## Exercise set
• A. According to the indexing software text, how many levels of subheadings does CINDEX allow?
• B. In the indexing software text, write out everything from "CINDEX uses an" down to "on the right).".

**** Page extract ****

TExtract also has a “document replacement” feature that allows the indexer to compare a new version of the text with an old one and update the index accordingly. The entries are linked to the text—a feature that supports in-context navigation and editing.

Although TExtract is in itself a complete indexing program, Bego told us that TExtract outputs can then be fed into any of the other major indexing programs (such as the ones below), if an indexer is more comfortable editing on different software.

SKY Index

SKY Index’s developer, Kamm Schreiner, was unable to join us in person, but he sent a video that showed off some of this program’s features.

SKY has a spreadsheet-like interface and allows you to do data entry on the right-hand pane while a preview pane on the left shows you the index as it’s being built. Schreiner has built in several functions that in other programs might require a macro: SKY Index can easily consume subheadings, swap acronyms, and so on. The program also flags common errors for the indexer (e.g., adding a locator to an entry that already has a See cross-reference).

SKY Index has an edit view, which allows for quick and efficient editing. You can open up a browse pane that allows you to see and compare two separate sections of the index side by side. The browse pane can be used in data entry view as well, and the program bookmarks where you left off before opening the browse pane.

More information and videos are available on the SKY Software website.

CINDEX

Frances Lennie, a freelance indexer since 1977, established Indexing Research in 1986 to develop CINDEX, which is available on both Windows and Mac. The company also features a publishers’ edition of CINDEX, available only on Windows, which accommodates multi-user production environments, such as legal publishing houses or government publishing houses.

CINDEX uses an index card metaphor and allows up to 15 levels of subheadings. The indexer enters data in the record entry window while the index builds in the background. All records are date and time stamped.

CINDEX is fully Unicode compliant and supports different sorting conventions and spell checking in a variety of languages. Lennie gave us a demonstration of an index created in Hebrew, which reads right to left and so has entries in inverted order (locator on the left, entry on the right).

Lennie showed how CINDEX supports searching specific entries based on a character string, page range, or style attributes. Editing is also easy: CINDEX offers both global and individual editing options, and it also uses a variety of techniques to check the integrity of the index. Finally, the index may be exported in many different formats and file types.

Macrex

Gale Rhoades, the North American publisher of Macrex, gave us a demo of Macrex’s just-released ninth version. Macrex is a Windows-based program that was first developed in 1981. It boasts a seemingly overwhelming list of features, but the secret to using it, explained Rhoades, is to focus only on your current project and not worry about what may seem like overhead. She has worked with many indexers over the years, she explained, and she has always managed to help them configure Macrex to do what they need it to do.

Macrex is big about giving the user control. Entries are written directly in the index; different components (e.g., cross-references, locators, etc.) are colour coded, and you can change the colour palette to suit your tastes. Further, you can create a folder with a particular client’s specifications (e.g., sort order, layout, cross-reference format, output format, etc.) and use it essentially as a template for all of the work you do for that client.

**** Extracted information ****

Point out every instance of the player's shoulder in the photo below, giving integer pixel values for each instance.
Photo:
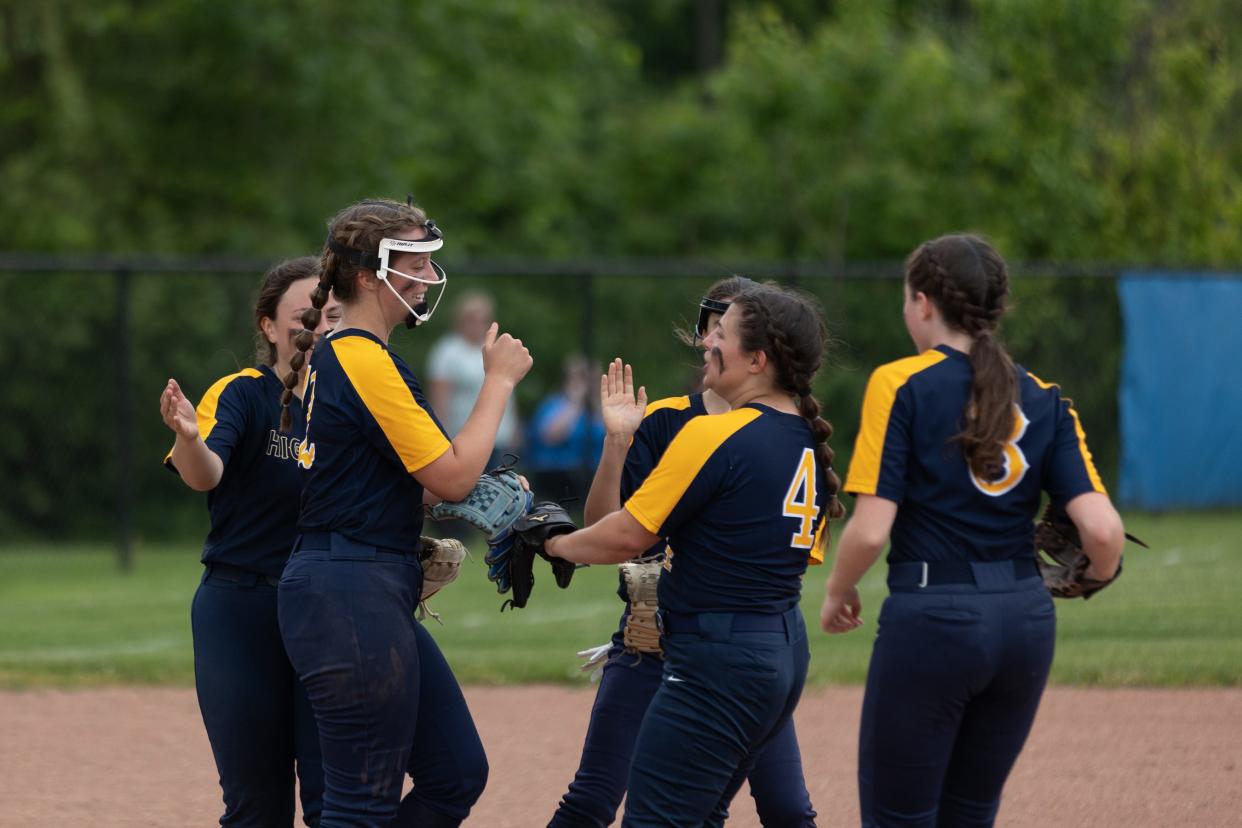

****
**** Extracted information ****

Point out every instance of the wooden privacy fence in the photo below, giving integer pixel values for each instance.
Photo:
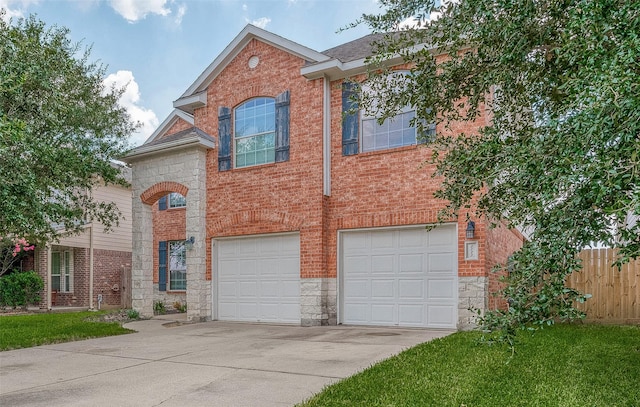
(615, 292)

****
**** Extracted information ****

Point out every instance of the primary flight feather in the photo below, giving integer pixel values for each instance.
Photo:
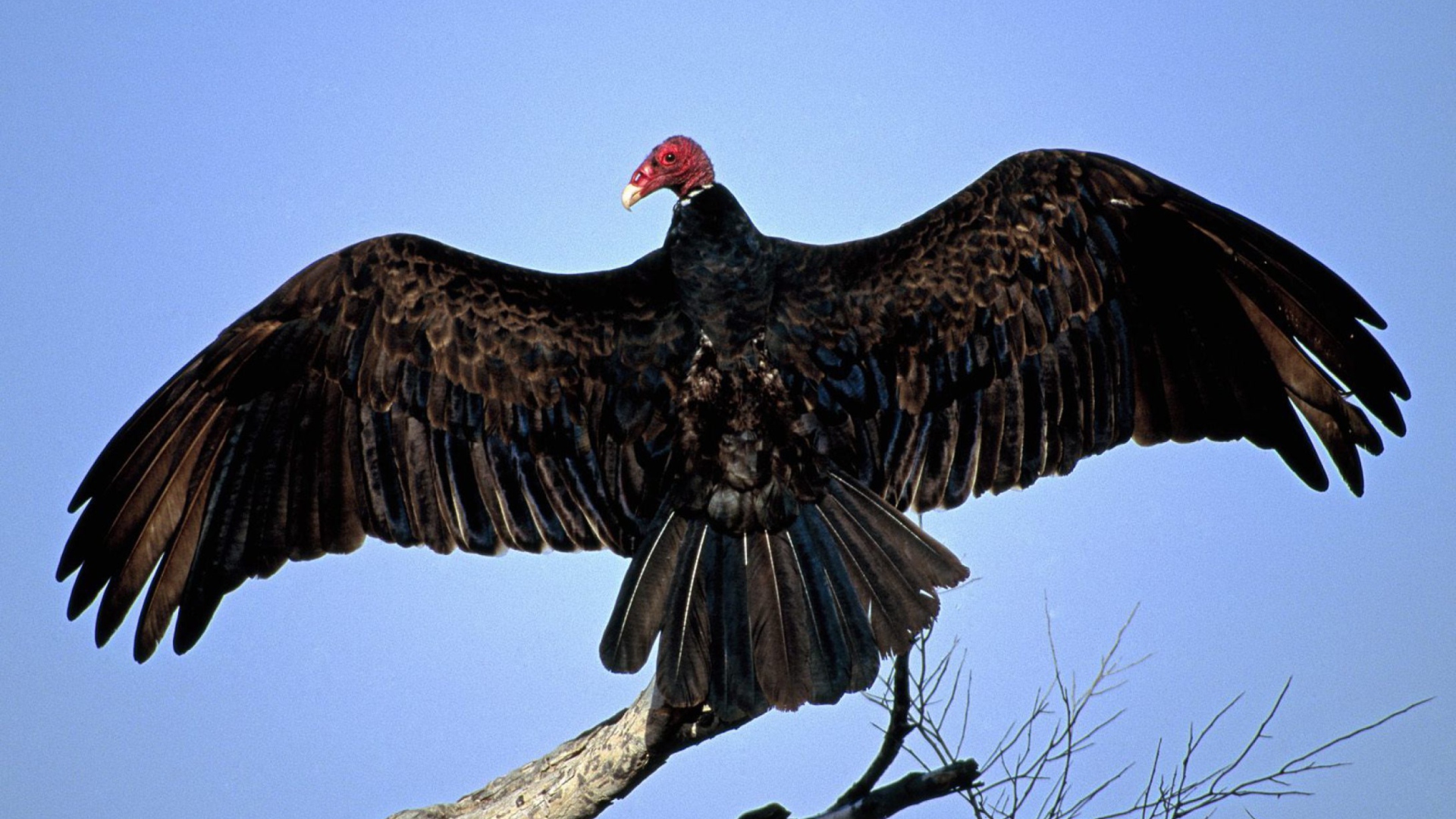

****

## Exercise solutions
• A. CINDEX allows up to 15 levels of subheadings.

• B.
CINDEX uses an index card metaphor and allows up to 15 levels of subheadings. The indexer enters data in the record entry window while the index builds in the background. All records are date and time stamped.

CINDEX is fully Unicode compliant and supports different sorting conventions and spell checking in a variety of languages. Lennie gave us a demonstration of an index created in Hebrew, which reads right to left and so has entries in inverted order (locator on the left, entry on the right).